▸ DESCRIPTION OF THE TASK
Please continue the Divya Gokulnath article from the point where it stops.

▸ READING PASSAGE
⟨
Co-founder and Director of BYJU's

Divya Gokulnath (born 21 April 1987) is an Indian entrepreneur and educator who is the co-founder of Byju's, an educational technology company founded in 2011 in Bangalore, India.

==Early life and education==

Divya was born and raised in Bengaluru. Her father worked as a Wing Commander in Indian Air Force, while her mother was a programming executive with Doordarshan. Divya is the only child of her parents. During her childhood, Divya's father taught her science.

Divya, a graduate of Frank Anthony Public School, went on to receive a Bachelor of Technology in Biotechnology from RV College of Engineering.

After her graduation in 2007, she met Byju Raveendran, her instructor for GRE preparation. Byju encouraged her to become a teacher due to her questions during breaks between the classes.

Her career as a teacher began in 2008 at age 21. In 2020, she told Fortune India, "It was an auditorium-style class with 100 students. They were just a couple of years younger than me so to look mature I wore a saree to the class." During her teaching career, she taught mathematics, English, and logical reasoning.

==Career==
In 2011, Divya and her husband co-founded Byju's, an online education platform initially providing in-person education to support school learning, followed by an online app that features video lessons. With her expertise, Divya has served as a teacher in some educational videos.

During the COVID-19 pandemic, Divya took charge of user experience, content, and brand marketing to ensure uninterrupted learning for students. As a result of these efforts, Byju's educational content was made available for free to students during the pandemic, leading to the addition of 13.5 million new users, bringing the total to 50 million by April 2020 and a total of 70 million students by September 2020, eventually garnering 4.5 million subscribers.

According to Forbes, as of 2020, Divya, her husband Byju Raveendran and his brother Riju Raveendran, have a combined net worth of $3.05 billion.

Divya also writes online, including about the future of education, parenting, and women's participation in STEM fields and has been an advocate for mitigating the gender pay gap in India. She has also spoken with Mint Startup Diaries about challenges for women entrepreneurs, and co-written an opinion article with Byju Raveendran in Vogue India about educational technology in India.
⟩
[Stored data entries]
⟨
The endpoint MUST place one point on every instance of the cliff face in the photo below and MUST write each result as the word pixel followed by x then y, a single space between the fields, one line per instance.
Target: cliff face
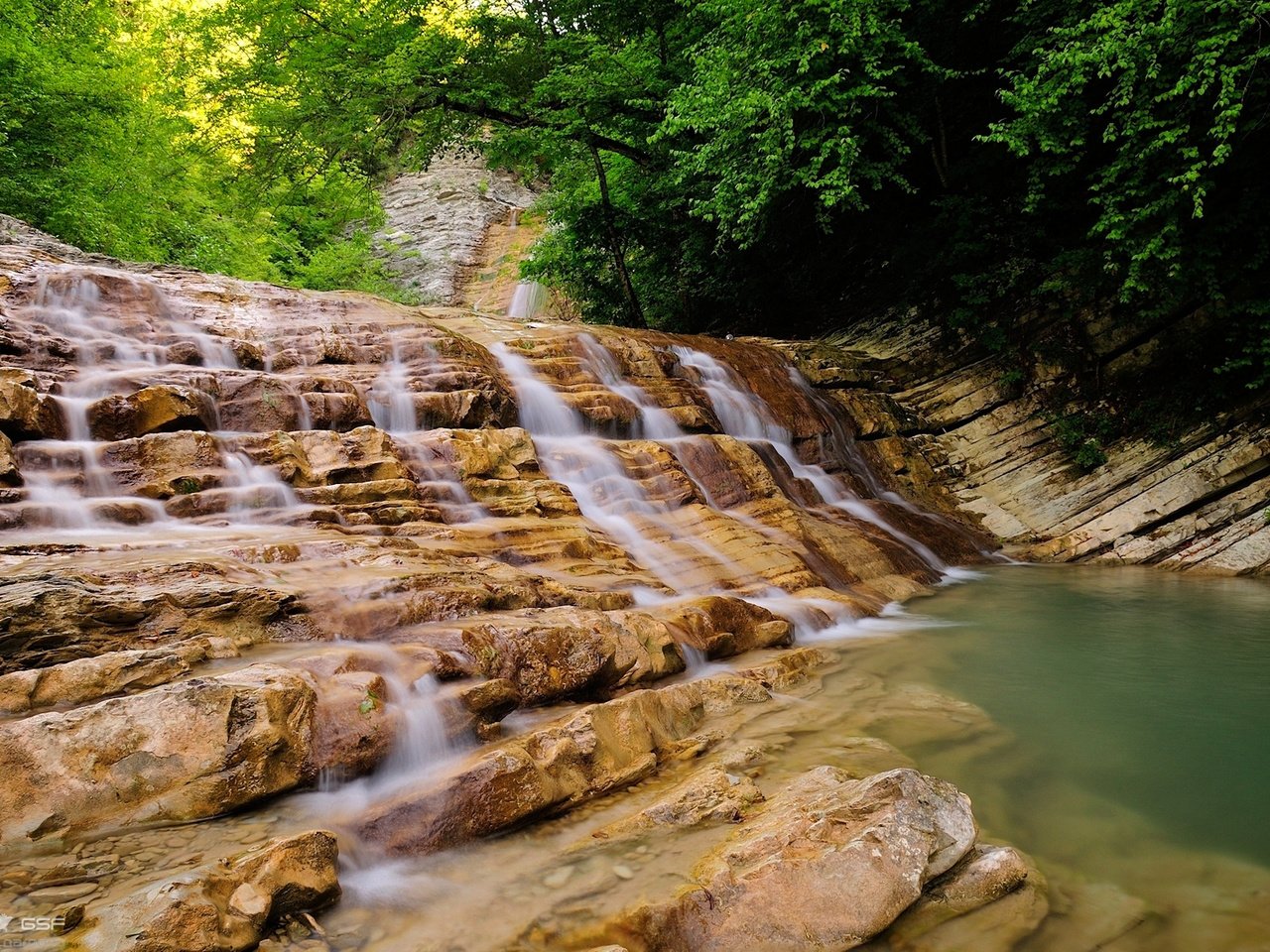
pixel 952 431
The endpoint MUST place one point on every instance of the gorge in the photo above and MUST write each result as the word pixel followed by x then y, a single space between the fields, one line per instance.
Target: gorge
pixel 518 634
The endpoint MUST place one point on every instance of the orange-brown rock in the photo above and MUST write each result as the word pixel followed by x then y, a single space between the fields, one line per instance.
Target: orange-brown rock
pixel 24 413
pixel 222 907
pixel 826 864
pixel 175 753
pixel 160 408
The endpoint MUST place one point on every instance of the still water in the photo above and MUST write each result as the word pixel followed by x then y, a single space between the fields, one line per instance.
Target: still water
pixel 1129 735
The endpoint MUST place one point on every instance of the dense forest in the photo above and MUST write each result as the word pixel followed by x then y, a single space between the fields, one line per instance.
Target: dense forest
pixel 784 167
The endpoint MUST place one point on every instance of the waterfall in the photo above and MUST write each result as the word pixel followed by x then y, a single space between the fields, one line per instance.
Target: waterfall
pixel 744 416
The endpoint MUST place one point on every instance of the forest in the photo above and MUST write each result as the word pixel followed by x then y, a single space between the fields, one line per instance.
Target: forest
pixel 725 166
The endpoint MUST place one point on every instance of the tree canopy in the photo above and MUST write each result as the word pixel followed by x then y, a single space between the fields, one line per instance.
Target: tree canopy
pixel 708 164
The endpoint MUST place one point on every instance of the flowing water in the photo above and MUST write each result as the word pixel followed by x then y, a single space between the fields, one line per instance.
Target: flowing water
pixel 1129 735
pixel 1112 724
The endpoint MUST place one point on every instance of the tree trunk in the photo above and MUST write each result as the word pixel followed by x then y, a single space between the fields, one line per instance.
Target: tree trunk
pixel 634 312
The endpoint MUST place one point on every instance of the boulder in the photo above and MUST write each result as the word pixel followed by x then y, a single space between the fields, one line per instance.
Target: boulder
pixel 556 653
pixel 989 901
pixel 601 748
pixel 721 626
pixel 826 864
pixel 227 906
pixel 9 475
pixel 162 408
pixel 181 752
pixel 89 679
pixel 24 414
pixel 353 725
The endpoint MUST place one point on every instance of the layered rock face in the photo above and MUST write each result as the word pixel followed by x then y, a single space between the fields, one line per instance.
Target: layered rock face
pixel 255 540
pixel 960 438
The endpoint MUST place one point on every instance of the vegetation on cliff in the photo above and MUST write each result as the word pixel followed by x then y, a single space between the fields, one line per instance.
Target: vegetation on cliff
pixel 711 163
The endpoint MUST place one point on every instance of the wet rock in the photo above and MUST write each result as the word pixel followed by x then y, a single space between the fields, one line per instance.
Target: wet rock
pixel 557 653
pixel 162 408
pixel 601 748
pixel 711 794
pixel 989 901
pixel 26 414
pixel 9 475
pixel 175 753
pixel 721 626
pixel 826 865
pixel 499 468
pixel 223 907
pixel 56 616
pixel 492 699
pixel 89 679
pixel 353 724
pixel 166 465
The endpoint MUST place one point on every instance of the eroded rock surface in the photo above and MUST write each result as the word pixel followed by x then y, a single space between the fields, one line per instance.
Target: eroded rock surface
pixel 223 907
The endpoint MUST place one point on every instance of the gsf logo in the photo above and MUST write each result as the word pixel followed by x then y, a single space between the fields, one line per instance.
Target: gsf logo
pixel 32 923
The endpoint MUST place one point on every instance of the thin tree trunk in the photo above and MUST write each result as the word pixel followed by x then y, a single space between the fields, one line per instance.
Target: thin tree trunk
pixel 634 312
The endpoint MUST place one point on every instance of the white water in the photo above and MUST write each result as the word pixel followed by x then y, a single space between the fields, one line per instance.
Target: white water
pixel 744 416
pixel 527 301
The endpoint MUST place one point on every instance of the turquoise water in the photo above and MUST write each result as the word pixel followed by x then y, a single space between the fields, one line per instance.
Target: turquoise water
pixel 1132 692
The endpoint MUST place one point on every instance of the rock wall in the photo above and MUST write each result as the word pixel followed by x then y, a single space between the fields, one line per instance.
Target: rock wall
pixel 956 433
pixel 439 221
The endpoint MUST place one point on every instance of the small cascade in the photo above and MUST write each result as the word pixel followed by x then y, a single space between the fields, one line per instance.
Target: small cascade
pixel 257 492
pixel 653 422
pixel 430 738
pixel 391 400
pixel 607 497
pixel 527 301
pixel 395 411
pixel 747 417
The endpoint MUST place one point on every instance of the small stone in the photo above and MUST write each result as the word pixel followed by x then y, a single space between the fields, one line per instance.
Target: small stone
pixel 248 901
pixel 558 878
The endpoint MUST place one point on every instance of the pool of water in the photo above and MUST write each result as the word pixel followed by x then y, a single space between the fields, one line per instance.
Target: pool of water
pixel 1129 733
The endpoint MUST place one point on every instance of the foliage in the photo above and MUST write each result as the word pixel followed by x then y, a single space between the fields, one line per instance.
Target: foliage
pixel 105 146
pixel 1012 167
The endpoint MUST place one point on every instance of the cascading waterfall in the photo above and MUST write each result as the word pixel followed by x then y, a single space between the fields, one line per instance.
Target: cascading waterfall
pixel 744 416
pixel 394 409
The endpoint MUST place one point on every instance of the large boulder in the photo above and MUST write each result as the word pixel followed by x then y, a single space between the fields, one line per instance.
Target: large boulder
pixel 828 864
pixel 222 907
pixel 556 653
pixel 24 414
pixel 601 748
pixel 90 678
pixel 9 475
pixel 158 409
pixel 181 752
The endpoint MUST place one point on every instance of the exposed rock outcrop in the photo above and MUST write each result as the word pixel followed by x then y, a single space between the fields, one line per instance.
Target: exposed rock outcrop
pixel 825 865
pixel 955 435
pixel 223 907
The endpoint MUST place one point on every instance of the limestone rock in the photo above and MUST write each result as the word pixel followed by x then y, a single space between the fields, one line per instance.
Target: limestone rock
pixel 721 626
pixel 710 794
pixel 9 475
pixel 175 753
pixel 160 408
pixel 353 725
pixel 90 678
pixel 24 414
pixel 826 864
pixel 556 653
pixel 597 749
pixel 223 907
pixel 989 902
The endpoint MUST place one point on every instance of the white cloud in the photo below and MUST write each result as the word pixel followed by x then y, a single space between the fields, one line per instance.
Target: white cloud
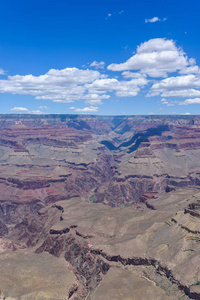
pixel 85 109
pixel 190 101
pixel 121 88
pixel 179 86
pixel 65 85
pixel 97 65
pixel 2 72
pixel 153 20
pixel 36 112
pixel 19 109
pixel 156 58
pixel 43 107
pixel 128 74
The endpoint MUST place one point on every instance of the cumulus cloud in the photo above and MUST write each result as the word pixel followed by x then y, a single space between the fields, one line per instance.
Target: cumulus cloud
pixel 121 88
pixel 36 112
pixel 153 60
pixel 156 58
pixel 65 85
pixel 19 109
pixel 2 72
pixel 85 109
pixel 155 19
pixel 97 65
pixel 190 101
pixel 179 86
pixel 43 107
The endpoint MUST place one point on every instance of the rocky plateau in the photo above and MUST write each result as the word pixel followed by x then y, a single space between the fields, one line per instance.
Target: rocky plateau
pixel 95 207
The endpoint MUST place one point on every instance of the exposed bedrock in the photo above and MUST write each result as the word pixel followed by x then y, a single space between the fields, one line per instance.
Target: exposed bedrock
pixel 14 212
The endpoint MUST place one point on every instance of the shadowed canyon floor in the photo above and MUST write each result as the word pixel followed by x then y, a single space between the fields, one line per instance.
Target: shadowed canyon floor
pixel 99 207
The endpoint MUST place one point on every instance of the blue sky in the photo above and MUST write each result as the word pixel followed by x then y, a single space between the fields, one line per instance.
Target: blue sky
pixel 109 57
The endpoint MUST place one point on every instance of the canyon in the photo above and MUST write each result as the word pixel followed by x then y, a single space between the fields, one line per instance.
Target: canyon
pixel 99 207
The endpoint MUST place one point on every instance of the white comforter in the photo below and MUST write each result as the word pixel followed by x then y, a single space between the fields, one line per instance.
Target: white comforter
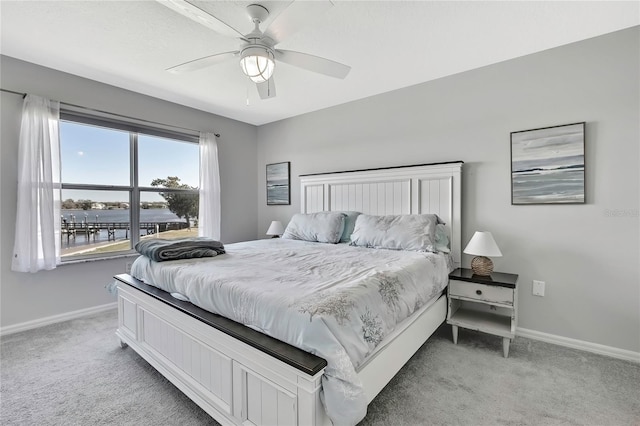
pixel 335 301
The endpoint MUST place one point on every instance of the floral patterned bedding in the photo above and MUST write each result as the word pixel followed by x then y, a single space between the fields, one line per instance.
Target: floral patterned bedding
pixel 333 300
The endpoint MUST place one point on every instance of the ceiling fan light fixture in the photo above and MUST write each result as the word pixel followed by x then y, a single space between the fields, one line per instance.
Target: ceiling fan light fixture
pixel 257 63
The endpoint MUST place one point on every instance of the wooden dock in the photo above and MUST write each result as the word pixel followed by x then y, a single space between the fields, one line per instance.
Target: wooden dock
pixel 91 229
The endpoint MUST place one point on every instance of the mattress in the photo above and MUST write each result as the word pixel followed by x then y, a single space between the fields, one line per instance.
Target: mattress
pixel 336 301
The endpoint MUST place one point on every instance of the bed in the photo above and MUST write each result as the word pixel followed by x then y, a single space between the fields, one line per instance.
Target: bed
pixel 236 370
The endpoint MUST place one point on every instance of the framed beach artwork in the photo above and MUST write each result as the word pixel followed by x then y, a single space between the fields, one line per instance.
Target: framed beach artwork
pixel 278 184
pixel 547 165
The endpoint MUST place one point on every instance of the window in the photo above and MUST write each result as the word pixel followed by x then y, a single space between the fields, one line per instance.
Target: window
pixel 122 183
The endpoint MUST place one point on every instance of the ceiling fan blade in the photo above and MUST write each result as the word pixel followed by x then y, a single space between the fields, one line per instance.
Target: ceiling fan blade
pixel 200 63
pixel 267 89
pixel 313 63
pixel 202 17
pixel 296 16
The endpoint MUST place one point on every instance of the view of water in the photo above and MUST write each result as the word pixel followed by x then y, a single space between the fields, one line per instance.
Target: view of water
pixel 111 216
pixel 119 215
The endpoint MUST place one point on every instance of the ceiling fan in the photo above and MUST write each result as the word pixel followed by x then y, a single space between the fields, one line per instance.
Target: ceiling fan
pixel 257 52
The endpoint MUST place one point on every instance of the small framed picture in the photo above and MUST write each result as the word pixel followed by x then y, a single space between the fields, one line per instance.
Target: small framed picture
pixel 547 165
pixel 278 184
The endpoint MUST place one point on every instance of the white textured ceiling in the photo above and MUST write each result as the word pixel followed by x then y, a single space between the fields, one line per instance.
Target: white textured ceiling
pixel 388 44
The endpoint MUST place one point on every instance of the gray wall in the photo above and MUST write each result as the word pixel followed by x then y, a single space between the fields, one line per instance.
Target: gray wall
pixel 588 258
pixel 26 297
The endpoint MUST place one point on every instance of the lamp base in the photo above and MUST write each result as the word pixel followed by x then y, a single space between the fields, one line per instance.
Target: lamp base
pixel 482 265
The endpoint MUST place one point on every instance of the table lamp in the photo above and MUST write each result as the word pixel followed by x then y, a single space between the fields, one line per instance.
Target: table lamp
pixel 482 245
pixel 275 229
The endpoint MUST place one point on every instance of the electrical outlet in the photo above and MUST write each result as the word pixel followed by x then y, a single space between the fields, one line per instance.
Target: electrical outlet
pixel 538 288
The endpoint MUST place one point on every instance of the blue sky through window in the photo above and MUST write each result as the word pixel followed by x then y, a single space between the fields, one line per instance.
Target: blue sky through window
pixel 96 155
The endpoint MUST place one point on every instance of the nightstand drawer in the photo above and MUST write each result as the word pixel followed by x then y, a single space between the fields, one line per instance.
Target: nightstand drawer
pixel 487 293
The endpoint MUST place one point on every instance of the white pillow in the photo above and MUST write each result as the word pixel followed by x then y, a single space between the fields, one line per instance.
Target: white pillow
pixel 442 239
pixel 325 227
pixel 396 232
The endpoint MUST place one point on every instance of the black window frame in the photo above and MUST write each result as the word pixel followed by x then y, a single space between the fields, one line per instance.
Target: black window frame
pixel 134 128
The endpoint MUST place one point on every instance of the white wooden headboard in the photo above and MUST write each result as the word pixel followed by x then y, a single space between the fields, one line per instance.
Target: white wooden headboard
pixel 429 188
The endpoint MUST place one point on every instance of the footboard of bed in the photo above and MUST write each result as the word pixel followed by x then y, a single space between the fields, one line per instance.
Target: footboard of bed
pixel 232 381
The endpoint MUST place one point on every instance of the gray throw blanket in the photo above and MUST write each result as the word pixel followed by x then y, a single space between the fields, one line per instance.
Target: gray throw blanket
pixel 160 250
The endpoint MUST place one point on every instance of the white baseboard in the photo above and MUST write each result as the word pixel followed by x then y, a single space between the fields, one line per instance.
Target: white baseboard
pixel 580 344
pixel 15 328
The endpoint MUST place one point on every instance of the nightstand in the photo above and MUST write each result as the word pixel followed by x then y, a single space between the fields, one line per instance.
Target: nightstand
pixel 483 303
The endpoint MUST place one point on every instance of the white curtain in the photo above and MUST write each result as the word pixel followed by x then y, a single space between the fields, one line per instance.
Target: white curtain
pixel 209 214
pixel 37 238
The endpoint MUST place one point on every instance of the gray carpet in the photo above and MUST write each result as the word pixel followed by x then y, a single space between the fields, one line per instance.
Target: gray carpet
pixel 74 373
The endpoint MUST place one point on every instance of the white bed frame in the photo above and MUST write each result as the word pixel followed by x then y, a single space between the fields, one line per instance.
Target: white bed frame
pixel 238 384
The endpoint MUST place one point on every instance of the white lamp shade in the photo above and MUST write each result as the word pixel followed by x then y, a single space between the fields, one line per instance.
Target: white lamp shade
pixel 257 63
pixel 275 228
pixel 483 244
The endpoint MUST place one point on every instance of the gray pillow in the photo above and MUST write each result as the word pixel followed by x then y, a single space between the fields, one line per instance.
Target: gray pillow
pixel 325 227
pixel 396 232
pixel 349 225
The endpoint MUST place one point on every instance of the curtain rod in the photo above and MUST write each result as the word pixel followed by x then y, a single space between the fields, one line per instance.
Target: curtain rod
pixel 110 113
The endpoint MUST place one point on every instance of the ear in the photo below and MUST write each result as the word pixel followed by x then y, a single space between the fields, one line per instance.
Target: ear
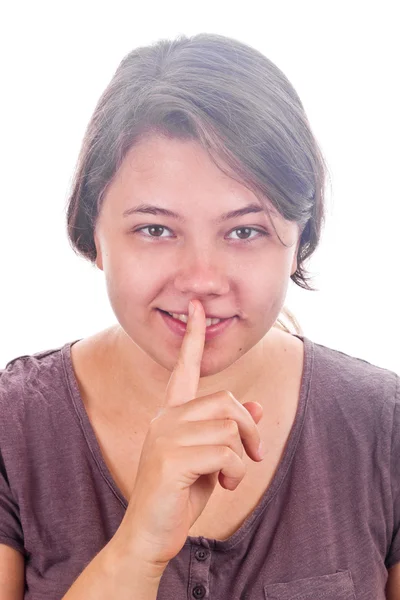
pixel 99 258
pixel 295 263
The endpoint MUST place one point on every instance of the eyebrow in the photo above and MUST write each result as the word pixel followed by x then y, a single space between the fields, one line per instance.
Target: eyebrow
pixel 150 209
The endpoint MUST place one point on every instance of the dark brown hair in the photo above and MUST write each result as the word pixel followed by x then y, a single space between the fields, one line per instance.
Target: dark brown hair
pixel 229 97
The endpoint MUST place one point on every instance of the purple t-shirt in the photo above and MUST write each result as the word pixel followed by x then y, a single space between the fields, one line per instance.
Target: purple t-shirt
pixel 326 527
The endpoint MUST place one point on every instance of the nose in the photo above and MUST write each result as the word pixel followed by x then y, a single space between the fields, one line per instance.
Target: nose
pixel 202 273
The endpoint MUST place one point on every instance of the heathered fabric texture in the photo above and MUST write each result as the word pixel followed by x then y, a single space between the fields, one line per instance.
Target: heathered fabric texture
pixel 327 526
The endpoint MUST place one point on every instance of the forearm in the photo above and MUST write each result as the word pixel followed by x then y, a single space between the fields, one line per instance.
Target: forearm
pixel 115 574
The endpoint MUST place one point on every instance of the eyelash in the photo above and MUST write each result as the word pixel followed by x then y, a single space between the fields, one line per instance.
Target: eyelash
pixel 261 231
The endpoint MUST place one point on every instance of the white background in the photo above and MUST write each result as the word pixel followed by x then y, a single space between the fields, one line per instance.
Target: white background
pixel 343 60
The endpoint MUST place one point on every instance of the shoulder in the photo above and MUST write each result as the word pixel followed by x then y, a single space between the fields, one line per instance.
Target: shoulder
pixel 342 372
pixel 351 392
pixel 29 384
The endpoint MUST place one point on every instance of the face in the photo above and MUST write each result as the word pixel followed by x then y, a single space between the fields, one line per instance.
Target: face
pixel 236 267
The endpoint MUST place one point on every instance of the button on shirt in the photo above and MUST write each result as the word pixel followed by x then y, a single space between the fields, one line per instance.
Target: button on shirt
pixel 327 526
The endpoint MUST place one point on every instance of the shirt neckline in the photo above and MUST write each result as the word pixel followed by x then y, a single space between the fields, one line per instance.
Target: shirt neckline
pixel 277 479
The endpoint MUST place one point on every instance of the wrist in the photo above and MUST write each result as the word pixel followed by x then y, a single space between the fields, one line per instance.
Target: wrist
pixel 130 557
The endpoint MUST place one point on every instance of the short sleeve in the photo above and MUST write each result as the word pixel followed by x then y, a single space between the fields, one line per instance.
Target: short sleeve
pixel 10 524
pixel 393 556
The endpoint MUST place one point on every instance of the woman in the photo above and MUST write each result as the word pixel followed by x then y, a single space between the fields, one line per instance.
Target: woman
pixel 210 454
⟩
▸ ANSWER FOR THIS EXERCISE
In March 2022, Divya Gokulnath was appointed as the Federation of Indian Chambers of Commerce & Industry's EdTech Taskforce Chair.

In February 2024, the Karnataka High Court stopped an attempt by some Byju's shareholders to remove leadership roles from Byju Raveendran, Divya Gokulnath, and Riju Raveendran, pending further court proceedings on 13 March.

== Honours and awards ==

| Year | Title | Ref |
| 2019 | LinkedIn Top Voices: India |  |
| 2020 |  |
| 2020 | Business Today Most Powerful Women in Indian Business |  |
| 2020 | Femina Power List |  |
| 2020 | Forbes Asia's Power Businesswomen |  |
| 2020 | Fortune India Most Powerful Women |  |
| 2021 | Fortune 50 Most Powerful Women In Business |  |
| 2021 | Kotak Private Banking's Hurun Leading Wealthy Women List for 2021 |  |
| 2022 | Fortune India 40 under 40 |  |
| 2022 | The Indian Express' ExpressAWE |  |

==Personal life==
Divya is married to Byju Raveendran. As of April 2020, Divya lived with eleven other family members, including their young son and then their second child was born near the beginning of 2021. Before the COVID-19 pandemic, she worked long days at the office, but during the lockdown, began working from home.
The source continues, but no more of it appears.